» EXERCISE TASK 1
Report every line of the entries below that contains the word "head", copying each line in full. Matching is case-sensitive.

» TEXT BLOCK
• • •

MONTPELIER, Vt. (AP) — Proponents of a Vermont bill that would have imposed a 24-hour waiting period to buy handguns say the veto by the Republican governor was a political move that will cost the lives of people contemplating suicide and victims of domestic violence.

The veto Monday by Gov. Phil Scott also drew condemnation from Democratic leaders of both the Vermont House and Senate, which both passed legislation last month that contained the waiting period and a change to an unintended consequence of separate gun legislation signed into law by the governor last year.

While gun rights activists said they appreciate Scott’s veto, they are still upset by a series of gun control measures signed by the governor last year.

“This was nothing else but politics,” said Clai Lasher-Sommers, of the group Gun Sense Vermont, which had supported the legislation partly as a way to reduce the number of people who use firearms to take their own lives and prevent guns from being used in cases of domestic violence.

• • •

» EXERCISE TASK 2
Reproduce the Vermont veto article above word for word, from start to finish.

» MATERIAL SHOWN
• • •

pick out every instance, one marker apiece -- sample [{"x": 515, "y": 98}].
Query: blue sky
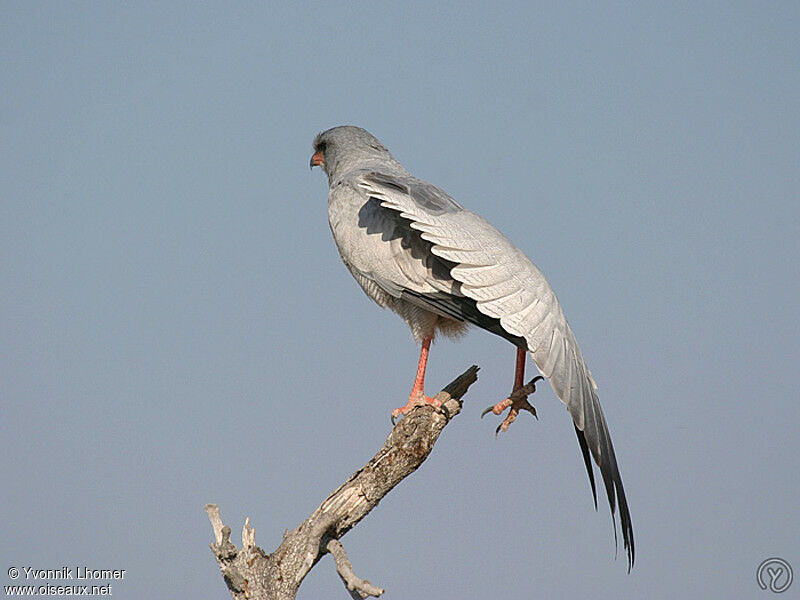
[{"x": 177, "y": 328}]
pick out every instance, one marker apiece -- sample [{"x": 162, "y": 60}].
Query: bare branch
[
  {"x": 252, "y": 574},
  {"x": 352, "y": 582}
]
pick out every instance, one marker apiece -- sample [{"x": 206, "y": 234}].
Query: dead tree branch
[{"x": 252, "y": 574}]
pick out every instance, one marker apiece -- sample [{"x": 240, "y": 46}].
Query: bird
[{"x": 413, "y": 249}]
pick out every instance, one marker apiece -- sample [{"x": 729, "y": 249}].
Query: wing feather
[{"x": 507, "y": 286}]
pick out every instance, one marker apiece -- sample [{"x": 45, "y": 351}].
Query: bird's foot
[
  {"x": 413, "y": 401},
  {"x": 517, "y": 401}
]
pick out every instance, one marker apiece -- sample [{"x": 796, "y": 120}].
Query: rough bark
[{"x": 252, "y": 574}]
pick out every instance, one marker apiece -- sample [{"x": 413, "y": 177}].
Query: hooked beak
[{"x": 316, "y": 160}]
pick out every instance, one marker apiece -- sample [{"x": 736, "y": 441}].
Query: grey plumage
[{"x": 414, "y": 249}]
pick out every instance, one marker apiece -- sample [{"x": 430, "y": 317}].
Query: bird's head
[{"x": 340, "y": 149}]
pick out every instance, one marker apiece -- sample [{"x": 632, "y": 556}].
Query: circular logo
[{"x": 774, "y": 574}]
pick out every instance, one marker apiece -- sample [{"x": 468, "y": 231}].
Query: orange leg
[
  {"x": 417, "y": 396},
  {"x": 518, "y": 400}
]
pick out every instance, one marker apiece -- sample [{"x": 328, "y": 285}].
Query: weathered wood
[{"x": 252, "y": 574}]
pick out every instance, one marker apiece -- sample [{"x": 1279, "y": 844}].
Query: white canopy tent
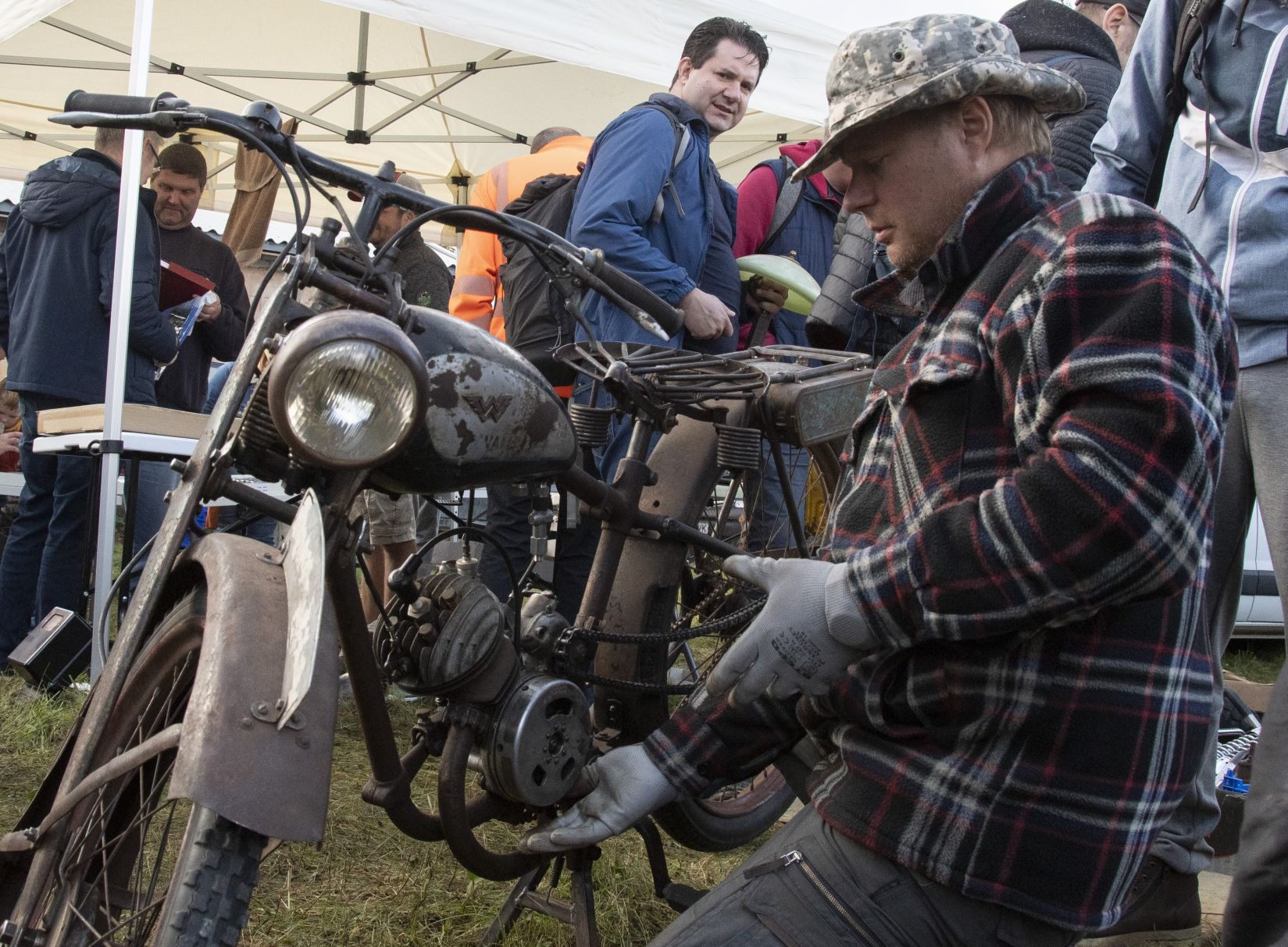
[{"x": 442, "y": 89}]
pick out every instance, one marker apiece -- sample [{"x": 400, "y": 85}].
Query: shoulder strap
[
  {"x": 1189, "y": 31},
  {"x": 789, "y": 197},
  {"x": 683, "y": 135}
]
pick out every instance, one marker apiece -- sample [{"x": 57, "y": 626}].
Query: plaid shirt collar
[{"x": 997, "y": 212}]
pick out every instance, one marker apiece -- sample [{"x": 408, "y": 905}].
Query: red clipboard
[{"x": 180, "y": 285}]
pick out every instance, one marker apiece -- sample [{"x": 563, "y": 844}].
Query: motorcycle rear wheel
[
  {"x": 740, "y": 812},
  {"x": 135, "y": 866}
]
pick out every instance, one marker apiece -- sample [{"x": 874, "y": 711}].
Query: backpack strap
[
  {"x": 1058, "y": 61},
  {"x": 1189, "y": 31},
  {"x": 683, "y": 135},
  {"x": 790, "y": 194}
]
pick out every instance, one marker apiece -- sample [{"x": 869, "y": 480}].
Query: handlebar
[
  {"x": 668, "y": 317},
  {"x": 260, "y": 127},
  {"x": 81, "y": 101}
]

• • •

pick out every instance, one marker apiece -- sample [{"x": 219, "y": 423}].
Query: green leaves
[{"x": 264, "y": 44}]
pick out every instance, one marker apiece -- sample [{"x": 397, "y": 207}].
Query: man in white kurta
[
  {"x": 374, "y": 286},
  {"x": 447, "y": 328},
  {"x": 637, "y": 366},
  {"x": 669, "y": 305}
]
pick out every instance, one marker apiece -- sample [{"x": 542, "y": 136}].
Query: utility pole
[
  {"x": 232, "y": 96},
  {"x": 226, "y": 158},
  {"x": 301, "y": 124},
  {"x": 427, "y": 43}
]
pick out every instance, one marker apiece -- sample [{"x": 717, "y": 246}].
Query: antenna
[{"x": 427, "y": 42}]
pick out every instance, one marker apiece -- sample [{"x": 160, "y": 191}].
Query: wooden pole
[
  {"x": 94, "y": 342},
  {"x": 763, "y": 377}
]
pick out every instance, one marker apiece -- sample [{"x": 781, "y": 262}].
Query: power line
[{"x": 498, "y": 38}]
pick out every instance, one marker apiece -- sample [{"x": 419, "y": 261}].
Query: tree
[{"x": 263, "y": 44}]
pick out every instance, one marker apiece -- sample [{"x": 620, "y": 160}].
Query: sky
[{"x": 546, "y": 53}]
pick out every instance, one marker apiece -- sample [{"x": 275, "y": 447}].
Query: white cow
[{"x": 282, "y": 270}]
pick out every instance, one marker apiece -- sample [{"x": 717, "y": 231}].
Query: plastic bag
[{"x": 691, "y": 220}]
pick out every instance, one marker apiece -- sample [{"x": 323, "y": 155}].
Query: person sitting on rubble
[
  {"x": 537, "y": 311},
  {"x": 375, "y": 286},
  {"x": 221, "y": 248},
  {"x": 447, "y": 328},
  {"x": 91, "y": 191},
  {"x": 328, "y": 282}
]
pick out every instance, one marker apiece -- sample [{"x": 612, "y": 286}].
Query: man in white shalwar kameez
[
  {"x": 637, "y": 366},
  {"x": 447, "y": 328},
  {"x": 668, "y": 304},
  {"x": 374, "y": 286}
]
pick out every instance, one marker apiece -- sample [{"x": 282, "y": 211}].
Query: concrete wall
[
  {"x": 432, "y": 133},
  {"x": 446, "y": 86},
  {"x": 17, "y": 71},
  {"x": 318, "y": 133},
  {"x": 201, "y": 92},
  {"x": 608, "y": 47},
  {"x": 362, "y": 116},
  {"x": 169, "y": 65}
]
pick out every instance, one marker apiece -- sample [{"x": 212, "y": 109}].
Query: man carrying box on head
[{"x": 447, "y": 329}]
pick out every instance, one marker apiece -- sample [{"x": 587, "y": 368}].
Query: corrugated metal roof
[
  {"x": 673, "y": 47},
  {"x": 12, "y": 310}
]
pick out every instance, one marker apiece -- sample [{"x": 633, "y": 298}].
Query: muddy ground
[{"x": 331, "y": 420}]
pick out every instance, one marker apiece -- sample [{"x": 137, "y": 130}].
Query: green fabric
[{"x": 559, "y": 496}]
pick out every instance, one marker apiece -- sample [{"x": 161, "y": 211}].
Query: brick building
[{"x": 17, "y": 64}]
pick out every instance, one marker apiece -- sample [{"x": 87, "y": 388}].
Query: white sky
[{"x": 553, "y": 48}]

• • •

» CORRECT RESPONSE 1
Query: bird's head
Query: man carrying box on head

» CORRECT RESPONSE 2
MONTPELIER, Vt. (AP) — Proponents of a Vermont bill that would have imposed a 24-hour waiting period to buy handguns say the veto by the Republican governor was a political move that will cost the lives of people contemplating suicide and victims of domestic violence.

The veto Monday by Gov. Phil Scott also drew condemnation from Democratic leaders of both the Vermont House and Senate, which both passed legislation last month that contained the waiting period and a change to an unintended consequence of separate gun legislation signed into law by the governor last year.

While gun rights activists said they appreciate Scott’s veto, they are still upset by a series of gun control measures signed by the governor last year.

“This was nothing else but politics,” said Clai Lasher-Sommers, of the group Gun Sense Vermont, which had supported the legislation partly as a way to reduce the number of people who use firearms to take their own lives and prevent guns from being used in cases of domestic violence.